• EXERCICES À TRAITER
**1)** Relevez toutes les années distinctes qui figurent dans le texte sur le conseil ministériel de l’OSCE, dans sa partie française comme dans sa partie anglaise.
**2)** Recopiez sans rien changer le passage du texte sur le conseil ministériel de l’OSCE qui commence par « L’OSCE a tenu » et se poursuit jusqu’à « pu être arrêtée. ».

• TEXTE FOURNI
__________________________________________________

L’OSCE a tenu son conseil ministériel annuel à Malte les 5 et 6 décembre derniers. Les 57 États participants sont parvenus à nommer les quatre membres de l’équipe dirigeante de l’organisation ; le précédent conseil ministériel de Skopje, en 2023, n’avait pu prendre qu'une décision provisoire. En revanche aucune décision sur le budget de l’organisation et sur les présidences de 2026 et 2027 n’a pu être arrêtée.
Conseil ministériel de l’OSCE 2024 : un meilleur cru (T 1663)
© OSCE / Flickr
OSCE Ministerial Council 2024: A Better Vintage
The OSCE held its annual Ministerial Council in Malta on 5-6 December. The 57 participating States managed to appoint the four members of the organisation’s leadership team; the previous Ministerial Council in Skopje in 2023 could take only a provisional decision. However, no decision could be taken on the organisation’s budget and on the chairmanships for 2026 and 2027.

__________________________________________________

• ENTRÉES ENREGISTRÉES
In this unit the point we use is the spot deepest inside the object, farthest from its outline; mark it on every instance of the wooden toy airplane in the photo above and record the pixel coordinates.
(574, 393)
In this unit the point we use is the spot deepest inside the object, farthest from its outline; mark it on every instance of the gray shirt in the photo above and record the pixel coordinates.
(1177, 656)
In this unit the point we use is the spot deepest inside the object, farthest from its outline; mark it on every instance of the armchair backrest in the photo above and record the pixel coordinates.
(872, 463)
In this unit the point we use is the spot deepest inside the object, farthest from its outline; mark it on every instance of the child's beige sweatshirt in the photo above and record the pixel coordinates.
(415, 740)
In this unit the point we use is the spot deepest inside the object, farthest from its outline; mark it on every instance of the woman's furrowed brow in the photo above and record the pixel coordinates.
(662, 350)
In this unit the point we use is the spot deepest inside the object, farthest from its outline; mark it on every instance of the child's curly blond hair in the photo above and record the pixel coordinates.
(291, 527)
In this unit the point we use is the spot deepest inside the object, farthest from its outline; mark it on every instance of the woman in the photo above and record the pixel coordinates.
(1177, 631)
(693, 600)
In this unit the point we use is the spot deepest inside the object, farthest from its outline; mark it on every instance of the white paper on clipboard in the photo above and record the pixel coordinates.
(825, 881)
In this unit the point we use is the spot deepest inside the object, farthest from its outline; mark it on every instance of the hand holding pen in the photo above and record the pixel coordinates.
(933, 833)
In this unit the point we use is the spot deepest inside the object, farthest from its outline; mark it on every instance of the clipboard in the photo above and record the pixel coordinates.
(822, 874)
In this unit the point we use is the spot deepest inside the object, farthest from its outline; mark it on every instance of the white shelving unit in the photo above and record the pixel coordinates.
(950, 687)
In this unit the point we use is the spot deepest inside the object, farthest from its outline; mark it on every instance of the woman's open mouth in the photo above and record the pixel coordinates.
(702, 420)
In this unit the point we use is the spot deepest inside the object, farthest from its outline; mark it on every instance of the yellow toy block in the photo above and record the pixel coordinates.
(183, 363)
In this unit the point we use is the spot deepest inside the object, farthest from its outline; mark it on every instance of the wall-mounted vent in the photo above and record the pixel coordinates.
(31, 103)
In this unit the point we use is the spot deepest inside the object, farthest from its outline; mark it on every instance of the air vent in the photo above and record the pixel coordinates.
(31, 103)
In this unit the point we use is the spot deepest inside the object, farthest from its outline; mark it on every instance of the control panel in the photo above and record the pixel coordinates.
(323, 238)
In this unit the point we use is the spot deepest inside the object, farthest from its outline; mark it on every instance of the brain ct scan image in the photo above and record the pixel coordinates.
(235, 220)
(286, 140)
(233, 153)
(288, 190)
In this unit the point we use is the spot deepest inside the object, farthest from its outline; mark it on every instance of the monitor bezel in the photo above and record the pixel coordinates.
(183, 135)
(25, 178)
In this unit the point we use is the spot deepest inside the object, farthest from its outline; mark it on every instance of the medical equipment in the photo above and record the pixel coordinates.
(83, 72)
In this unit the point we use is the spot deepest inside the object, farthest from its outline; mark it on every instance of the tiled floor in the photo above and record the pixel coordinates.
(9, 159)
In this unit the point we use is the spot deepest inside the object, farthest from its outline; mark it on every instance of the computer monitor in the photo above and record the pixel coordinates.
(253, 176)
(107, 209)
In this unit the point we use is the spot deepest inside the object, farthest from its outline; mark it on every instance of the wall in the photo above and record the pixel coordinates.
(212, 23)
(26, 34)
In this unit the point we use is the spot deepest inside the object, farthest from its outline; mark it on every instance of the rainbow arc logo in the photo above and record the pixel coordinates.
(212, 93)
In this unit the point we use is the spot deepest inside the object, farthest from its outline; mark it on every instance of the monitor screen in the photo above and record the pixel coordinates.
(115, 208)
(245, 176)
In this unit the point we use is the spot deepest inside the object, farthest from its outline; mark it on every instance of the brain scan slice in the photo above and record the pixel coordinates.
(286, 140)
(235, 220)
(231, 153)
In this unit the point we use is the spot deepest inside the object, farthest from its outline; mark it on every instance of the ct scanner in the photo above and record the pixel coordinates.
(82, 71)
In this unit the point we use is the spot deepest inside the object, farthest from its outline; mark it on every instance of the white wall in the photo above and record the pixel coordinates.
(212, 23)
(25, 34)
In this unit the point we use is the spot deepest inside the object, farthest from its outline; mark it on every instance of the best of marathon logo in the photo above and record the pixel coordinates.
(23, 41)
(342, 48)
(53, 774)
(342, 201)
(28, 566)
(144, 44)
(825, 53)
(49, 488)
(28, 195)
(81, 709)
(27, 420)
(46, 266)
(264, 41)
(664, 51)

__________________________________________________

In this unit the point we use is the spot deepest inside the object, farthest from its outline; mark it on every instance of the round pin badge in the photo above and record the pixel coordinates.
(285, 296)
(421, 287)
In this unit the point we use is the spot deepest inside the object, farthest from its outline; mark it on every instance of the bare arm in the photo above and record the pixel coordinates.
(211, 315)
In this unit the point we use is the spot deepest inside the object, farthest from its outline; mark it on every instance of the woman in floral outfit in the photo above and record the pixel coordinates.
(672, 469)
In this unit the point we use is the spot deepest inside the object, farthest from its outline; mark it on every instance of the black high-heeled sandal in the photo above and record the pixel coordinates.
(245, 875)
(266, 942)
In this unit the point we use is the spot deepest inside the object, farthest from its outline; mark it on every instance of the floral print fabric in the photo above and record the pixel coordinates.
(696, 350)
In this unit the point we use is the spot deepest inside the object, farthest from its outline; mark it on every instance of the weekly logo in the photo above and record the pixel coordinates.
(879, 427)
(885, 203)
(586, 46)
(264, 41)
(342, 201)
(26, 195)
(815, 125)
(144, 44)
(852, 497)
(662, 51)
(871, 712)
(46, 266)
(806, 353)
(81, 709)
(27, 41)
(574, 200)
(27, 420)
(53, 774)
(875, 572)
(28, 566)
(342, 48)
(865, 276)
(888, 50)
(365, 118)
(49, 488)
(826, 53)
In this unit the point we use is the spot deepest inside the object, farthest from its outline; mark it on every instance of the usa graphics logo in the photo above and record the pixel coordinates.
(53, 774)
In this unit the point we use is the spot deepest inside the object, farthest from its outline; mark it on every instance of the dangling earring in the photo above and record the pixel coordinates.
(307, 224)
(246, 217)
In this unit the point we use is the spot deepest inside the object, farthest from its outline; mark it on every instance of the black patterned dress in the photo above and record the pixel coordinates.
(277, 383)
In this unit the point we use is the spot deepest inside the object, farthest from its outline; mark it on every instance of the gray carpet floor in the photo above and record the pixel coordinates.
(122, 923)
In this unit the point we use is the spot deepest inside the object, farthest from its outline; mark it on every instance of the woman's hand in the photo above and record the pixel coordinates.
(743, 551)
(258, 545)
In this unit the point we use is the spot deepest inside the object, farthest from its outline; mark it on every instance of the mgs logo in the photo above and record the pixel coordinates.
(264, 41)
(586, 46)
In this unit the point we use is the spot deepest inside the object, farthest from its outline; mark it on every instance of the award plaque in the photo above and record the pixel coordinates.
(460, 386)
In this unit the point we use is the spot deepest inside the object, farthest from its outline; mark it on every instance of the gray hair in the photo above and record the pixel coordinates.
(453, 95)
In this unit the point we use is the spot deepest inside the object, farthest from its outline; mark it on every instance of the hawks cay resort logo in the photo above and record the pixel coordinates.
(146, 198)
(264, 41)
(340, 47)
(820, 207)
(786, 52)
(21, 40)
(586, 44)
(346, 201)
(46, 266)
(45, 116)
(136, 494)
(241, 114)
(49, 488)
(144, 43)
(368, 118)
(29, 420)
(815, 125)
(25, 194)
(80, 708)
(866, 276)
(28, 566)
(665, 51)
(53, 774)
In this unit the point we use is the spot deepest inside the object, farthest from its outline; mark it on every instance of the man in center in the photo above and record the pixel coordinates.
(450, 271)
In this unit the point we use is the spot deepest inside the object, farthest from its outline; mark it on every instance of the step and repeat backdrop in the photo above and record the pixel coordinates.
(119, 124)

__________________________________________________

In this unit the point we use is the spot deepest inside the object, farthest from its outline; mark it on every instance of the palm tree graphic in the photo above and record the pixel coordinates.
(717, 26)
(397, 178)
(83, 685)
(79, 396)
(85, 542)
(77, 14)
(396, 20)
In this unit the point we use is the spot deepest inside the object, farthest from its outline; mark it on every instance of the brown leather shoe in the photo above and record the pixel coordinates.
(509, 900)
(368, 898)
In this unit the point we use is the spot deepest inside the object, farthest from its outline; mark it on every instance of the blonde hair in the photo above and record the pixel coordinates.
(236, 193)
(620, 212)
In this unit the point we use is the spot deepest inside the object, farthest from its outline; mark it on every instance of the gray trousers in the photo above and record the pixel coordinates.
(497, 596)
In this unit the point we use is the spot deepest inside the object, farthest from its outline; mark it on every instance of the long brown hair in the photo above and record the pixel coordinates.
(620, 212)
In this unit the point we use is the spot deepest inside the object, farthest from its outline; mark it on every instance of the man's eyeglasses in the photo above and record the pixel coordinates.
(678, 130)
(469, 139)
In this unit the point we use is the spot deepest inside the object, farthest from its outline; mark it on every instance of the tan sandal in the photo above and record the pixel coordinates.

__________________________________________________

• RÉPONSES PAR EXERCICE
**1)** Les années citées sont 2023, 2024, 2026 et 2027.

**2)**
L’OSCE a tenu son conseil ministériel annuel à Malte les 5 et 6 décembre derniers. Les 57 États participants sont parvenus à nommer les quatre membres de l’équipe dirigeante de l’organisation ; le précédent conseil ministériel de Skopje, en 2023, n’avait pu prendre qu'une décision provisoire. En revanche aucune décision sur le budget de l’organisation et sur les présidences de 2026 et 2027 n’a pu être arrêtée.